◆ **ABOUT THIS TASK**
Return the records exactly, with nothing added.

(SOURCE DATA)

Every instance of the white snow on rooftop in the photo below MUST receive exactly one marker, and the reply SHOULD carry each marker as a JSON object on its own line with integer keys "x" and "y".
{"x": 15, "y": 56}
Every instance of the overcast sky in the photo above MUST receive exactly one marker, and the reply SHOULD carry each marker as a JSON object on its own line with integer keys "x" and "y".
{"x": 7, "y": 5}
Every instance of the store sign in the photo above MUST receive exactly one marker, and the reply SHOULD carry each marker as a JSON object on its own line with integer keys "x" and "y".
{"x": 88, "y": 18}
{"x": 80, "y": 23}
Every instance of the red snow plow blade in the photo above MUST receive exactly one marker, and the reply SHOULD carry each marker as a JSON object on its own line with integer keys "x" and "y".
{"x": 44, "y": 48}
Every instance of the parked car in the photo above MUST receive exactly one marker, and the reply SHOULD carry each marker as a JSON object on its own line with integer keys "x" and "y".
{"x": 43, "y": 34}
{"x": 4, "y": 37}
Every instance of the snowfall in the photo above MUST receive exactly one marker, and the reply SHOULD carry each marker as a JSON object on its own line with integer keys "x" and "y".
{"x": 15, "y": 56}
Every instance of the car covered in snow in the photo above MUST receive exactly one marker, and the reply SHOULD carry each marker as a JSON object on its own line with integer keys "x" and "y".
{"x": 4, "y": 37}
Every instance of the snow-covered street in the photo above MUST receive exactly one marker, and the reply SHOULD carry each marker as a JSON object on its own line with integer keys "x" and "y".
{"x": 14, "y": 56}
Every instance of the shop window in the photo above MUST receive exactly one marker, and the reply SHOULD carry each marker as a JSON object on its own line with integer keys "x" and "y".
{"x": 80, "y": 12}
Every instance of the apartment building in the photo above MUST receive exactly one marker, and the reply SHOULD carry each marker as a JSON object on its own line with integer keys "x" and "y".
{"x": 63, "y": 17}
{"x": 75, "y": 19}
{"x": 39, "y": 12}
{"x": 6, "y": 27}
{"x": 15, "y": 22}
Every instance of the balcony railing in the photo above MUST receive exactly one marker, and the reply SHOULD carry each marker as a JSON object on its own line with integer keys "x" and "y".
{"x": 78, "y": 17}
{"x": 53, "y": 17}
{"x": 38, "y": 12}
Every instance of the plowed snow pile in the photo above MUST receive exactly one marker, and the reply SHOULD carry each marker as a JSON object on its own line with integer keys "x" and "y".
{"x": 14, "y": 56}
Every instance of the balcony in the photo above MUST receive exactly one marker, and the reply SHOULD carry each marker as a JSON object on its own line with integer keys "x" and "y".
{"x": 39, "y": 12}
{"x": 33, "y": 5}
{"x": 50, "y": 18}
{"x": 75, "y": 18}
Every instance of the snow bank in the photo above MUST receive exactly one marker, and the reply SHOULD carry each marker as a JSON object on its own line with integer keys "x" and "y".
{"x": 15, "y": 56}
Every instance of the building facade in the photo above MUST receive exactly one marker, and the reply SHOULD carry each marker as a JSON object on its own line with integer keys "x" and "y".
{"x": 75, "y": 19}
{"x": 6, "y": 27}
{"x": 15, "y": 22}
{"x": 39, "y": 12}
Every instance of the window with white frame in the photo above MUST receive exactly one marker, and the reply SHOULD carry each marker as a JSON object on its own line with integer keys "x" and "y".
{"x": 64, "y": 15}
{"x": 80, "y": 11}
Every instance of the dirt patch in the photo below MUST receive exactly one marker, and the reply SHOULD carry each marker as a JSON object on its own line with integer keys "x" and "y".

(End SOURCE DATA)

◆ **PROBLEM SOLUTION**
Every instance of the white snow on rooftop in the photo below MUST receive exactly one marker, and the reply SHOULD carry each marker as a JSON object on its own line with integer keys "x" and "y".
{"x": 15, "y": 56}
Every instance of the overcast sky in the photo above MUST receive exactly one marker, and the reply SHOULD carry each marker as a JSON object on its own line with integer keys "x" and "y".
{"x": 7, "y": 5}
Every instance of the store sign in the photo above MUST receive exactly one marker, and the reply SHOULD carry each marker as a JSON object on its own line with integer keys "x" and "y".
{"x": 88, "y": 18}
{"x": 80, "y": 23}
Every instance of the red snow plow blade in the photo above MUST receive exactly one marker, and the reply SHOULD carry each marker as a JSON object on its own line with integer keys "x" and "y".
{"x": 44, "y": 48}
Every instance of the parked car in the photo above MUST receive exactly one marker, and the reply SHOULD carry each marker as a JSON object on its own line with integer keys "x" and "y".
{"x": 43, "y": 34}
{"x": 4, "y": 37}
Every instance of the snowfall in the photo above MUST receive exactly one marker, and the reply SHOULD carry each marker as a JSON object on its own line with integer keys "x" and "y".
{"x": 15, "y": 56}
Every instance of the car covered in snow in the photo above MUST receive exactly one marker, and the reply SHOULD carry each marker as a JSON object on its own line with integer keys "x" and "y".
{"x": 4, "y": 37}
Every instance of the snow-covered street in the photo above MUST receive exactly one marker, and the reply SHOULD carry each marker as a JSON object on its own line with integer keys "x" and "y".
{"x": 14, "y": 56}
Every instance of the shop window in the photo above MUST receive exactly one marker, and the reply SHOULD carry each marker as a JSON object on its own line with integer keys "x" and "y".
{"x": 80, "y": 12}
Every instance of the apartment building in the photo above MUST receive exactly one marker, and the reply SHOULD carry each marker as a JSON object on its own line with integer keys "x" and "y".
{"x": 63, "y": 17}
{"x": 75, "y": 19}
{"x": 39, "y": 12}
{"x": 6, "y": 27}
{"x": 15, "y": 22}
Every instance of the balcony railing in the photo above MUST receive exactly one marker, and the reply SHOULD carry each marker as a JSON object on its own line with integer keys "x" and "y".
{"x": 78, "y": 17}
{"x": 53, "y": 17}
{"x": 38, "y": 12}
Every instance of the plowed snow pile in the photo above MUST receive exactly one marker, and the reply SHOULD carry each marker as a JSON object on its own line with integer keys "x" and "y".
{"x": 14, "y": 56}
Every instance of the balcony in the photo above MUST receive exactly one marker, and the reply SHOULD carry each marker as a JSON object on its own line with integer keys "x" and "y".
{"x": 39, "y": 12}
{"x": 33, "y": 5}
{"x": 50, "y": 18}
{"x": 75, "y": 18}
Every instance of the snow bank in the photo above MUST receive exactly one marker, and the reply SHOULD carry each marker as a JSON object on its own line with integer keys "x" and "y".
{"x": 15, "y": 56}
Every instance of the building facade in the photo above MUST receive exactly one marker, and the reply SHOULD carry each marker as a JSON object on its own line with integer keys "x" and "y".
{"x": 75, "y": 19}
{"x": 6, "y": 27}
{"x": 15, "y": 22}
{"x": 39, "y": 12}
Every instance of the window with white frame in the photo above MUST receive exactly one marker, and the reply SHOULD carry each marker as a JSON object on its own line with integer keys "x" and "y".
{"x": 64, "y": 15}
{"x": 80, "y": 11}
Every instance of the dirt patch in the photo below MUST receive exactly one marker, and the reply SHOULD carry each marker as a JSON object on its own line with integer keys "x" and "y".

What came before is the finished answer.